SET TASK:
Count the lines in the material below that contain the word "brown". Reply with the number alone.

Bounding box annotation entries:
- - -

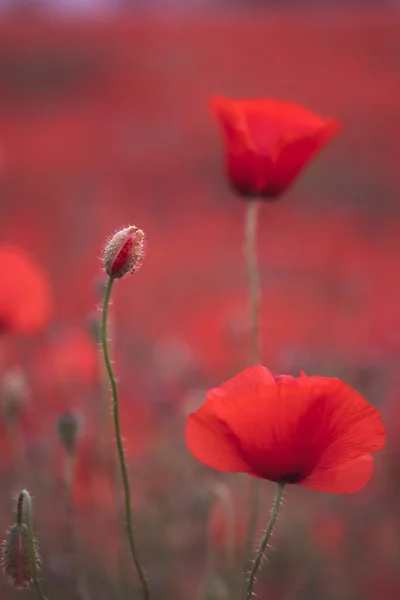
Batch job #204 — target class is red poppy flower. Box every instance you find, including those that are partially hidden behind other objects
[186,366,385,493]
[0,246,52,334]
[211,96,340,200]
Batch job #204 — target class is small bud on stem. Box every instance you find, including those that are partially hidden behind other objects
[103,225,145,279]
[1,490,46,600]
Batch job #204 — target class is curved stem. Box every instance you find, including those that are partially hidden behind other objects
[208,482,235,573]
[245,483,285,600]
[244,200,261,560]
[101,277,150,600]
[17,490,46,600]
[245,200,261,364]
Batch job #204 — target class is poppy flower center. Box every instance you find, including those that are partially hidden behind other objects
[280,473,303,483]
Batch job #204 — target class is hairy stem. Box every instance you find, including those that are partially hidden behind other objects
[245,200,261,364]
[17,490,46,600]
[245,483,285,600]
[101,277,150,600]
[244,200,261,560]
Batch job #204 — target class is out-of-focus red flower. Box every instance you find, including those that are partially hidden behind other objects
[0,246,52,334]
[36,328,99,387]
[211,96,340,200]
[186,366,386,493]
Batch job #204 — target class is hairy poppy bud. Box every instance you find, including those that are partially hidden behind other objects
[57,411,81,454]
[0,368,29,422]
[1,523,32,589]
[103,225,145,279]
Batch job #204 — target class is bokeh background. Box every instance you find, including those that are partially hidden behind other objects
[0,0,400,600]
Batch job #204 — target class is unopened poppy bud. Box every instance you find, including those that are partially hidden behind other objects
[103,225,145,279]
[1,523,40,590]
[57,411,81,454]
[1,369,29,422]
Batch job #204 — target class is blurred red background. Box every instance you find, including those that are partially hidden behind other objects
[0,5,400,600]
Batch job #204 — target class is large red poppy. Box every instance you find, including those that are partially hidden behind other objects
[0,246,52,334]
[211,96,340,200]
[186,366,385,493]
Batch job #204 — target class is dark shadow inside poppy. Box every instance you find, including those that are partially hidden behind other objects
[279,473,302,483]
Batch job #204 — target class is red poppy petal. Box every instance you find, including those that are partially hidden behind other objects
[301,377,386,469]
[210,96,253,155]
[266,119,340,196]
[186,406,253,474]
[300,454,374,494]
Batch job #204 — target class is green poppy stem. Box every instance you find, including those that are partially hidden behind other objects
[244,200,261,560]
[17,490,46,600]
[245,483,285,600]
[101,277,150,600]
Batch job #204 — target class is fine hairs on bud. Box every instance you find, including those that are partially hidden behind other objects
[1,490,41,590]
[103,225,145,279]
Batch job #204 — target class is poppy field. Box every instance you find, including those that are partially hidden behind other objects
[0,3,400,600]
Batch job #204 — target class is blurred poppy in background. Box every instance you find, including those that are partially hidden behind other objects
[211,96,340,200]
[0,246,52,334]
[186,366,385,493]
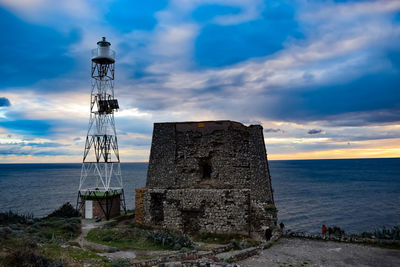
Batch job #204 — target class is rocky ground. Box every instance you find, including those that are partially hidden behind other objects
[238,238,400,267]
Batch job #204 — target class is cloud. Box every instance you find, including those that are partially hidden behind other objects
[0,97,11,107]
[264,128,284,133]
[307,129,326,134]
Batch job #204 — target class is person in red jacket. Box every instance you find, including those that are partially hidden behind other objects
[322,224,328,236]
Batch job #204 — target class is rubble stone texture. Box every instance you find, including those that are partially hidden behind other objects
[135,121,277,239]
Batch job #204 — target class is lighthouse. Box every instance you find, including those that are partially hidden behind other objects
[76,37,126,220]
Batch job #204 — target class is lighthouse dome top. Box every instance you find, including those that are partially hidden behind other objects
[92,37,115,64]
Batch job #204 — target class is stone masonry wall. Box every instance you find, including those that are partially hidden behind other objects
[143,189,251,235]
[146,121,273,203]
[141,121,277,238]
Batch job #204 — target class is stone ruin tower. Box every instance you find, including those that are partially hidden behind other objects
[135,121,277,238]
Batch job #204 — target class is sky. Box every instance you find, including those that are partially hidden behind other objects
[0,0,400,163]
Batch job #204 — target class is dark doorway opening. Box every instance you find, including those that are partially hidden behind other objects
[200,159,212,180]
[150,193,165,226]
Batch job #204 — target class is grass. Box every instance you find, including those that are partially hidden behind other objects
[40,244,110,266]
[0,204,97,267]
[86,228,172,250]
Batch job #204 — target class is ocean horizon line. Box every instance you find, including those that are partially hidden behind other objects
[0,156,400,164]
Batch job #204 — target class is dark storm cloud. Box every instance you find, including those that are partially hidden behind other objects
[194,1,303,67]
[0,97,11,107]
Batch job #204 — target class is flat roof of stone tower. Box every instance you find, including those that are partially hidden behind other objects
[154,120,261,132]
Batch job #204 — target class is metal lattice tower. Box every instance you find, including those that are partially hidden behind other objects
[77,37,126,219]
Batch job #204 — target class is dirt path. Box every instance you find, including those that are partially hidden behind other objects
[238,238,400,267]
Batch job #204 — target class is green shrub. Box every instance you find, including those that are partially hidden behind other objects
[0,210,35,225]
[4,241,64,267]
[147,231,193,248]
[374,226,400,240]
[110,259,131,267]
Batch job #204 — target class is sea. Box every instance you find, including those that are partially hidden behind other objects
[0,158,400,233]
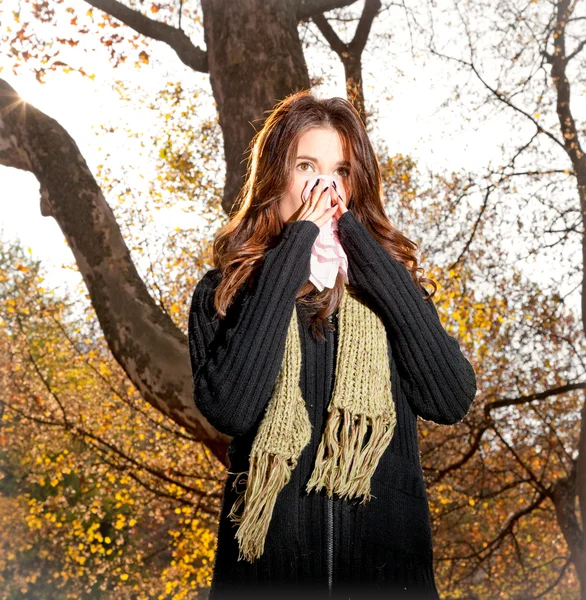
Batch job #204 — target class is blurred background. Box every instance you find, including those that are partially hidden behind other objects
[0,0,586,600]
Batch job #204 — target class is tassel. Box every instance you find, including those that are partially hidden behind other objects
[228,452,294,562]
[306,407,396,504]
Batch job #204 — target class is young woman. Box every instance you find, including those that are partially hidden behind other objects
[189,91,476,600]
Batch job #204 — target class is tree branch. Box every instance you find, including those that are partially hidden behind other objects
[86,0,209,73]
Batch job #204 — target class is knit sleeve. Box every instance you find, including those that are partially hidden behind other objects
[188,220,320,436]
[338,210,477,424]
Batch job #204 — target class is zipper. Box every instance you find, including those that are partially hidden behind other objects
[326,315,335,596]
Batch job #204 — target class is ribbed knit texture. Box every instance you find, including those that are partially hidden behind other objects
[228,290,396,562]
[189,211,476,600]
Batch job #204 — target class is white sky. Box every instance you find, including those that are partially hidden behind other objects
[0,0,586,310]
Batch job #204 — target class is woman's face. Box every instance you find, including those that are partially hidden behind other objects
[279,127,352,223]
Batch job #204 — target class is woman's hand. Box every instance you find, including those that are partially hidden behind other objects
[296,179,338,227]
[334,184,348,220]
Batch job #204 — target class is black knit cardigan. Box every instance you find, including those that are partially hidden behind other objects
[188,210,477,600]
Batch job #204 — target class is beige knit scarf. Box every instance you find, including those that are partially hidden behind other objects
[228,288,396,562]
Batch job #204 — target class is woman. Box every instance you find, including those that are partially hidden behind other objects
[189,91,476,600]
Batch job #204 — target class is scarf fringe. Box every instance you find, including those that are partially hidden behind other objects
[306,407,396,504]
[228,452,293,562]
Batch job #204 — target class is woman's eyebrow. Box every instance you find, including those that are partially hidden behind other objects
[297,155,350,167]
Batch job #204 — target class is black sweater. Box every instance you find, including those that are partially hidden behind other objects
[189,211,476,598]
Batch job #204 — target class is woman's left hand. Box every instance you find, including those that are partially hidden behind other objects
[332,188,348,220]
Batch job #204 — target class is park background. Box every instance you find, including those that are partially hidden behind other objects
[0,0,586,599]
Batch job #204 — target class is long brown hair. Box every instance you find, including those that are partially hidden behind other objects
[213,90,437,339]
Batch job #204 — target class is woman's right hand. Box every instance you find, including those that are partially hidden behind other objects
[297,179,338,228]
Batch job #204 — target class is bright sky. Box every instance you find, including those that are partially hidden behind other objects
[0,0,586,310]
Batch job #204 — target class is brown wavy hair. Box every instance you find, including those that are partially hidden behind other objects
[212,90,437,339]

- - -

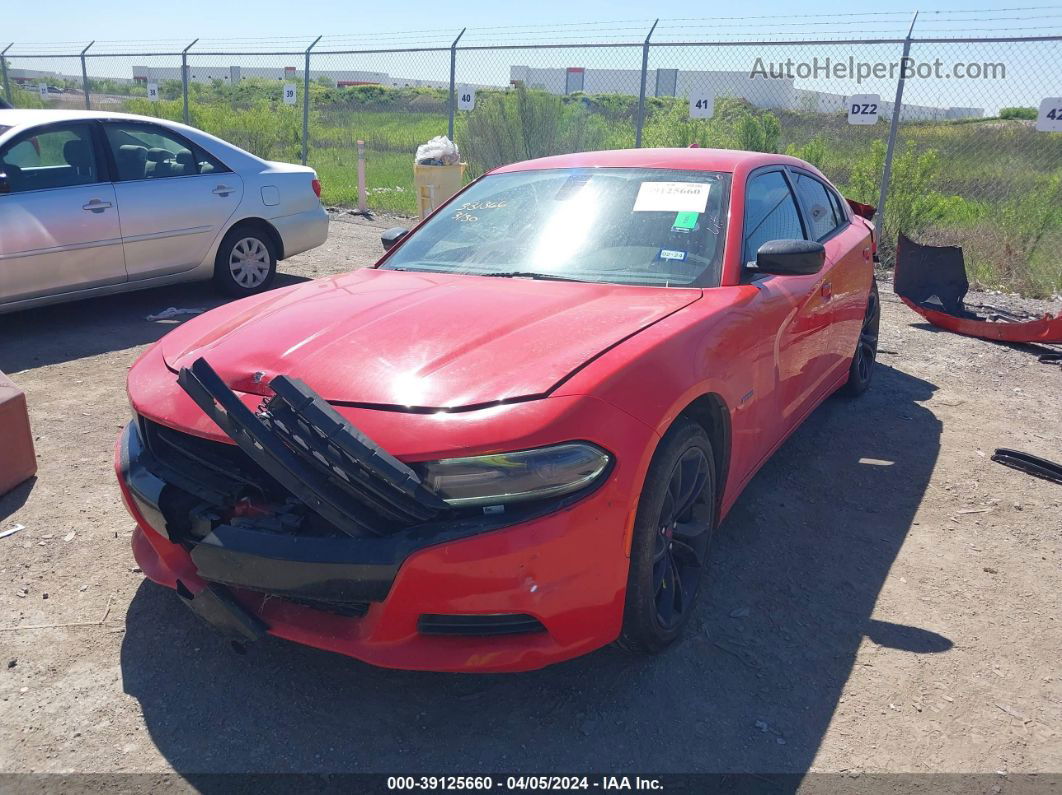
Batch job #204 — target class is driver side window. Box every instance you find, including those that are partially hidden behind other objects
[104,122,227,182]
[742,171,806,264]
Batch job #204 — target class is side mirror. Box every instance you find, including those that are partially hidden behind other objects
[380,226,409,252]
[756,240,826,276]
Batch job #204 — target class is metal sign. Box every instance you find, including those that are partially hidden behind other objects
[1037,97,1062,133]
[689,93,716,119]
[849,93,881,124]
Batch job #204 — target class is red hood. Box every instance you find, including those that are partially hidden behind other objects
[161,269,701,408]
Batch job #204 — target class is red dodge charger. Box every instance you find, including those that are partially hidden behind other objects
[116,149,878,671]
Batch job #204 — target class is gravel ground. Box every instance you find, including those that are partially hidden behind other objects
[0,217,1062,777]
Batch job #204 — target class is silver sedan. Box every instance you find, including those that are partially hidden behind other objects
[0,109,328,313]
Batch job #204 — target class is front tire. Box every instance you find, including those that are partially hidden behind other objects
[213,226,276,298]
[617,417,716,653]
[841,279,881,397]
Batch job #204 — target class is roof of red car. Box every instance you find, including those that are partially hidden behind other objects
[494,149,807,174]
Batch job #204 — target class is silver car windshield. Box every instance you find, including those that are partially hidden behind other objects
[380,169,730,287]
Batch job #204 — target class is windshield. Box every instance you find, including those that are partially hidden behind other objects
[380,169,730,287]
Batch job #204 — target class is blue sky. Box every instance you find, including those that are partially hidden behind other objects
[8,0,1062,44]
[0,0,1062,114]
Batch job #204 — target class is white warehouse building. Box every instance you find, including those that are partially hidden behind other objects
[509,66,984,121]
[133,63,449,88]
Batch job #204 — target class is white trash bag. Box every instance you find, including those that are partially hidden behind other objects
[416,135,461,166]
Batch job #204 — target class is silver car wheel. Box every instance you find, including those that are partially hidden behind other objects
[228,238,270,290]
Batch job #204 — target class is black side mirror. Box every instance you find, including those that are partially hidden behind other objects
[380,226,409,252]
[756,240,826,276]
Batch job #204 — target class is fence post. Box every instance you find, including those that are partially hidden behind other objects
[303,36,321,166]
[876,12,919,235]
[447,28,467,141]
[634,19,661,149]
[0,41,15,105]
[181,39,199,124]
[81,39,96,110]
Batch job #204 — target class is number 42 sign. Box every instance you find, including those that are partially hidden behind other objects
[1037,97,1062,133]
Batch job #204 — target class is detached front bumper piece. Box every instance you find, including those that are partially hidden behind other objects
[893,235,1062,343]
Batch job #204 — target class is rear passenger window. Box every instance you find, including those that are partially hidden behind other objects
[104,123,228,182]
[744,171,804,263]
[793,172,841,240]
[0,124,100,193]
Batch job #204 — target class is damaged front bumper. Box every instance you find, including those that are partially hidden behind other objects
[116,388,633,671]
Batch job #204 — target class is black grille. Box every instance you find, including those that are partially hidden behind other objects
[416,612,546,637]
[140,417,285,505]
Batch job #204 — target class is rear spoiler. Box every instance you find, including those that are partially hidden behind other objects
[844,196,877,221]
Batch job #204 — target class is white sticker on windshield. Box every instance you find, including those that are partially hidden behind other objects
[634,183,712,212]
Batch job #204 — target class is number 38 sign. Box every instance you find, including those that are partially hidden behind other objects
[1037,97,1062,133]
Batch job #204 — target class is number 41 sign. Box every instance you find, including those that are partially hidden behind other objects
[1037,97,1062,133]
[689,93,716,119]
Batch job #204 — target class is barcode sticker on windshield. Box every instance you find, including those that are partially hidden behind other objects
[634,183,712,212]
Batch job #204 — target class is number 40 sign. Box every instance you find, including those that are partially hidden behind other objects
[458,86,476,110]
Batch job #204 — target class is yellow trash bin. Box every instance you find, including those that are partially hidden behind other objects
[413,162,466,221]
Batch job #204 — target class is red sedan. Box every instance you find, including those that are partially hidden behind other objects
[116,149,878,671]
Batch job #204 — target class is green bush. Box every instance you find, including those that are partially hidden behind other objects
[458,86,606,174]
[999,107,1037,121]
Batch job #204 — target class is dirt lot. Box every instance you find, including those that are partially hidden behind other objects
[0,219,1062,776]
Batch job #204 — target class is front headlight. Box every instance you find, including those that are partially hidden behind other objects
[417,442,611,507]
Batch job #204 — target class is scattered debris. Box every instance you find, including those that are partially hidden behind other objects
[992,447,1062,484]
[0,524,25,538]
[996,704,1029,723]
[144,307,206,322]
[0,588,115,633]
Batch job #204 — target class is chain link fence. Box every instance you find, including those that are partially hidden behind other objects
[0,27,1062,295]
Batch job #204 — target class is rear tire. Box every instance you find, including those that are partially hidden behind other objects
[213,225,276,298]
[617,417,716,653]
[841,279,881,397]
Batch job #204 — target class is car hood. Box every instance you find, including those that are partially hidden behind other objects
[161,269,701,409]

- - -

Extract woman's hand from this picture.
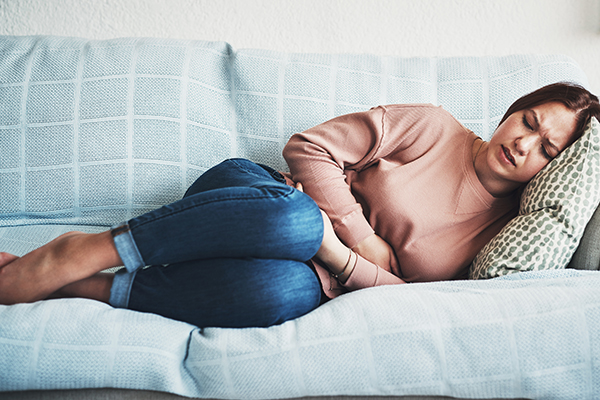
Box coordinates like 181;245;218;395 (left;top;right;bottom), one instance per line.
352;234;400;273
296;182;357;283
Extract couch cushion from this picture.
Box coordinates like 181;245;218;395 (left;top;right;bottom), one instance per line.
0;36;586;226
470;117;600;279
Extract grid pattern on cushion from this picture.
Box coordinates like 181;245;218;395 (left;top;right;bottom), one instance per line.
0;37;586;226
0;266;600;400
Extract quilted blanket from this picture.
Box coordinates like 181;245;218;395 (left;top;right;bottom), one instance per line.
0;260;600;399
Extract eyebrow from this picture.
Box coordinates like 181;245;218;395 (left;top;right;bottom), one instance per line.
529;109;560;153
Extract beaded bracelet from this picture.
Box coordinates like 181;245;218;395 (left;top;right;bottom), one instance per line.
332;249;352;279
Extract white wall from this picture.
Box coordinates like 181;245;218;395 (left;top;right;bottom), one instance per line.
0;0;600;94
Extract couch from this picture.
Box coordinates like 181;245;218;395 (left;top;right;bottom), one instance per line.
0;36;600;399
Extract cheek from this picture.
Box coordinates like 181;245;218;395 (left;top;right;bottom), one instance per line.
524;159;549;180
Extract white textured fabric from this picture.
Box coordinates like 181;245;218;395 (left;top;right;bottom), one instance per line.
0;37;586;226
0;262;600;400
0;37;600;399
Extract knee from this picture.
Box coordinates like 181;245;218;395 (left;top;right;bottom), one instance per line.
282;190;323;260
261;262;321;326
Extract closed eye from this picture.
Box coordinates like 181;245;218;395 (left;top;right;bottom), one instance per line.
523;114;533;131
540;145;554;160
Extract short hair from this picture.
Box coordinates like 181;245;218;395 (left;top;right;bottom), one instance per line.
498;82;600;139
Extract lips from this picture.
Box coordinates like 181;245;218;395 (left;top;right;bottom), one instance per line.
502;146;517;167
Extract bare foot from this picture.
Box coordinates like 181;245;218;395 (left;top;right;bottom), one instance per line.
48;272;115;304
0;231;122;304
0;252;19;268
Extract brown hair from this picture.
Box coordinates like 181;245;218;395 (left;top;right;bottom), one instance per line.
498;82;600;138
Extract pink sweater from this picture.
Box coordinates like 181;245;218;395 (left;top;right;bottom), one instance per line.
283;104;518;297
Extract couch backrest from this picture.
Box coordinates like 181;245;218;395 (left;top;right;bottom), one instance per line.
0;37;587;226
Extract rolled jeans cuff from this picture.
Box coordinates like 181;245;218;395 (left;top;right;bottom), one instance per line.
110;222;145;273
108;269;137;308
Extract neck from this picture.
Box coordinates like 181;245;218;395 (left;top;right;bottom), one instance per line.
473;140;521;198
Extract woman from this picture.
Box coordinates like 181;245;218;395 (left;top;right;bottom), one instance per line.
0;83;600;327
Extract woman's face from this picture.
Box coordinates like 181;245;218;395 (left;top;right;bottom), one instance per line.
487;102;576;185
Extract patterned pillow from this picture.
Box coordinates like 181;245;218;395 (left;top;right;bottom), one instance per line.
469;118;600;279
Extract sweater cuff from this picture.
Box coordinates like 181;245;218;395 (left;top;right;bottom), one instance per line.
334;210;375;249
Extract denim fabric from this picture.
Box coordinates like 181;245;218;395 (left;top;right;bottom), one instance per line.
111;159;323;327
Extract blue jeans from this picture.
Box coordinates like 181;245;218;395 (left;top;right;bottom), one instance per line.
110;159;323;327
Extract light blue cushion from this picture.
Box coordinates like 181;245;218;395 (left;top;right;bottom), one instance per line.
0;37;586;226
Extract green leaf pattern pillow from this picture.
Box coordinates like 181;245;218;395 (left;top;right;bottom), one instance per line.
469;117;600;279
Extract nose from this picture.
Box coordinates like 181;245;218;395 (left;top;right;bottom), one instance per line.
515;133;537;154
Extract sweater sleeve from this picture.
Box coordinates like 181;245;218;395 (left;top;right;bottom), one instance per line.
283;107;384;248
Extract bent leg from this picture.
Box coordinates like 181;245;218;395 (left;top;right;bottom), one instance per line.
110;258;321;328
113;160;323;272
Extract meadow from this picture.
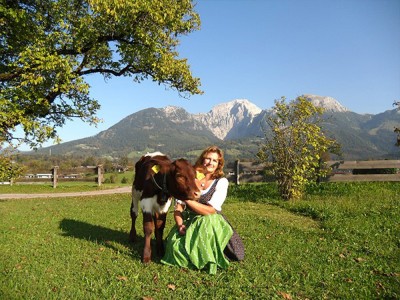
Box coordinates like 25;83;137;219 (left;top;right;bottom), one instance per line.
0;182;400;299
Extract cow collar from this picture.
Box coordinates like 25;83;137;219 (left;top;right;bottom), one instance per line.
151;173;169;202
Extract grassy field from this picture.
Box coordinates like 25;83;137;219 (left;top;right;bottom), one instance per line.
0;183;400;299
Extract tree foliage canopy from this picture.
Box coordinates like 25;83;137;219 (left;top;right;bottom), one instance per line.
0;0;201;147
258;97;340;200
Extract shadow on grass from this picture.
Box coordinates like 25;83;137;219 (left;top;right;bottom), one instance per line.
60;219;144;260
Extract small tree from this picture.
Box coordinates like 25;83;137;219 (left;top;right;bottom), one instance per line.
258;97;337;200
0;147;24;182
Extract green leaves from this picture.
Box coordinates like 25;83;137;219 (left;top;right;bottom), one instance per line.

- - -

WRITTEN ANSWER:
3